(Dataset excerpt)
------
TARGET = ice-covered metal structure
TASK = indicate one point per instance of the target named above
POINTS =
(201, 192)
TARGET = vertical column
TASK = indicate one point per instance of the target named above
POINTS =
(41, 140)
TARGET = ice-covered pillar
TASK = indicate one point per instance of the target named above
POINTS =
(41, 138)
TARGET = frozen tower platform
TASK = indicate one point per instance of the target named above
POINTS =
------
Can you rewrite all the entries above with every "indicate" replaced by "mark" and everything else left unchanged?

TARGET = ice-covered metal structure
TASK = mark one point per instance of the target named above
POINTS =
(201, 192)
TARGET = vertical column
TASK = mark one point per instance of the target named above
POINTS =
(41, 140)
TARGET = ice-covered pillar
TASK = mark one point per instance of the target named above
POINTS =
(41, 138)
TARGET = frozen tower platform
TASK = mark one point per instance of the target named above
POINTS =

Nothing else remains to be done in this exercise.